--- What you should do ---
Below are records; output all of them exactly.

(Referring expression pointing data)
◆ ◆ ◆

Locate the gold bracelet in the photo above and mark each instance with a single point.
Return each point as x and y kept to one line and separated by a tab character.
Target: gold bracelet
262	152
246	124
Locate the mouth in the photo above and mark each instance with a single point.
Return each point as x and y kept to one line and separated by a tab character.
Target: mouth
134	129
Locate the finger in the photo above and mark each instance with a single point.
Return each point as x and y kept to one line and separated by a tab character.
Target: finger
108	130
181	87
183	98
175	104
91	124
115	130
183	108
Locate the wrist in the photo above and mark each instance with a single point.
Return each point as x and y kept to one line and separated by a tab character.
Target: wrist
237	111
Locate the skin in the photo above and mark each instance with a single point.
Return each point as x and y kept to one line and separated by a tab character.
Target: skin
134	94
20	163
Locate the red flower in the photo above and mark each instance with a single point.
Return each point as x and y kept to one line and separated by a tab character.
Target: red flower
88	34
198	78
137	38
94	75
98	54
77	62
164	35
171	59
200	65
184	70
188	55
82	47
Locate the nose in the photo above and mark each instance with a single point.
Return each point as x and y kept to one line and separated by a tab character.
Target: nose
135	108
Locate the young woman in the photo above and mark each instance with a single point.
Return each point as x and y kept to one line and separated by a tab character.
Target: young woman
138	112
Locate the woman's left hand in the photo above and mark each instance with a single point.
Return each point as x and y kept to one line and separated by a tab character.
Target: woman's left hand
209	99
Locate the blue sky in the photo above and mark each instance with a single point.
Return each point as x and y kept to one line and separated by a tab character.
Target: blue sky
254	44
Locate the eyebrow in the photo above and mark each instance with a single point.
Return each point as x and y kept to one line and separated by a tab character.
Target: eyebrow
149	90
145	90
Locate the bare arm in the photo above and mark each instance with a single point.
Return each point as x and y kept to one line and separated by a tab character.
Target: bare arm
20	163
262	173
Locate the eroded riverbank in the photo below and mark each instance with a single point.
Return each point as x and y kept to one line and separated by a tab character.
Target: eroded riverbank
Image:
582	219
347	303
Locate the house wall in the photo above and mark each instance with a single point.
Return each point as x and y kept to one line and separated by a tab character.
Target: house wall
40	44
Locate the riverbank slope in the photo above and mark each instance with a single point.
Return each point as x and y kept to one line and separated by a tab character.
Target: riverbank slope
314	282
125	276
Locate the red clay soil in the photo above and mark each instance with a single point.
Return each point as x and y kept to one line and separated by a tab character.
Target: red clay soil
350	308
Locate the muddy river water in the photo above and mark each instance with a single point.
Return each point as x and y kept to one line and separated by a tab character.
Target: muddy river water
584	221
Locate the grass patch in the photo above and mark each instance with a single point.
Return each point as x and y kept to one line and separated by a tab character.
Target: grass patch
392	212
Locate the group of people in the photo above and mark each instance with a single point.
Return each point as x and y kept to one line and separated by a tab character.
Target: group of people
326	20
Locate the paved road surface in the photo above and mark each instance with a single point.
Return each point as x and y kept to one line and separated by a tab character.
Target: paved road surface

◆ ◆ ◆

--- Exercise response ---
Locate the gold bracelet in the photo above and mark each instance with a single point.
Return each point as x and y kept to one line and separated by a tab character.
Target: gold bracelet
262	152
246	124
Locate the mouth in the photo above and mark each instance with a single point.
Return each point as x and y kept to one line and separated by a tab character.
Target: mouth
134	129
Locate the finger in the photo above and mark each instance with a single point.
Return each point as x and y kept to one line and separated by a tab character.
Target: finger
108	130
181	87
183	98
175	104
91	124
115	130
183	108
Locate the wrist in the photo above and mark each instance with a single point.
Return each point as x and y kept to one line and separated by a tab character.
Target: wrist
237	111
Locate the skin in the photo above and mark each instance with a single point.
Return each point as x and y kept to one line and separated by a tab character.
Target: skin
134	94
20	163
Locate the red flower in the photo above and mark each instance with a single point.
Return each point as x and y kept to one line and separated by a tab character.
Target: red flower
88	34
198	78
137	38
94	75
98	54
77	62
164	35
171	59
200	65
184	70
188	55
82	47
Locate the nose in the photo above and mark each instance with a single point.
Return each point as x and y kept to one line and separated by a tab character.
Target: nose
135	108
Locate the young woman in the photo above and mark each instance with a single point.
Return each point as x and y kept to one line and separated by a tab character.
Target: young woman
138	112
Locate the woman's left hand in the photo above and mark each instance with a single point.
Return each point as x and y kept to one line and separated by a tab character.
Target: woman's left hand
209	99
Locate the blue sky in the photo above and mark each instance with a single point.
Return each point as x and y kept to one line and separated by a tab character.
Target: blue sky
254	44
Locate the eyebrow in the photo above and mark each instance with a single point.
Return each point as x and y kept to one line and separated by a tab character.
Target: eyebrow
149	90
145	90
Locate the bare arm in the photo above and mark each instance with a single point.
Return each point as x and y kept to one line and separated by a tab character.
Target: bare arm
20	163
262	173
Locate the eroded riverbank in the photo below and mark each instance with a single point.
Return each point as x and y kept to one line and separated by a tab character.
Target: eroded riverbank
Image:
582	219
347	303
Locate the house wall in the photo above and mark each instance with a single point.
Return each point as x and y kept to one line and separated by a tab character.
Target: house wall
40	44
Locate the riverbank slope in the photo above and mark each instance with a single point.
Return each point as x and y kept to one line and separated by a tab character.
Target: riverbank slope
314	282
125	276
Locate the red clay soil in the photo above and mark each instance with a single point.
Return each point as x and y kept to one line and separated by a tab character.
Target: red clay soil
350	308
Locate the muddy river water in the photo above and mark each instance with a single point.
Return each point as x and y kept to one line and separated by a tab character.
Target: muddy river water
584	221
Locate the grass patch in the photo above and mark each instance with a single point.
Return each point as x and y kept to one line and separated by a tab character.
Target: grass patch
392	212
Locate the group of people in the photo above and mark each instance with a single point.
Return each point as x and y kept to one line and separated by a tab character.
Target: group of people
326	20
Locate the paved road surface in the photo above and mark each instance with a single point.
Return each point as x and y kept to one line and separated by a tab character.
Target: paved road surface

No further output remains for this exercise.